PROBLEM DETAILS: Your answer must be every record below, written out exactly as it appears.

** TASK INPUT follows **

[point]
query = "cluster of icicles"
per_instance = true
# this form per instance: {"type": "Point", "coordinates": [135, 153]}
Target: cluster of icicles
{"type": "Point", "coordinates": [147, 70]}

** End of TASK INPUT **

SOLUTION:
[point]
query = "cluster of icicles"
per_instance = true
# this form per instance: {"type": "Point", "coordinates": [135, 153]}
Target: cluster of icicles
{"type": "Point", "coordinates": [147, 70]}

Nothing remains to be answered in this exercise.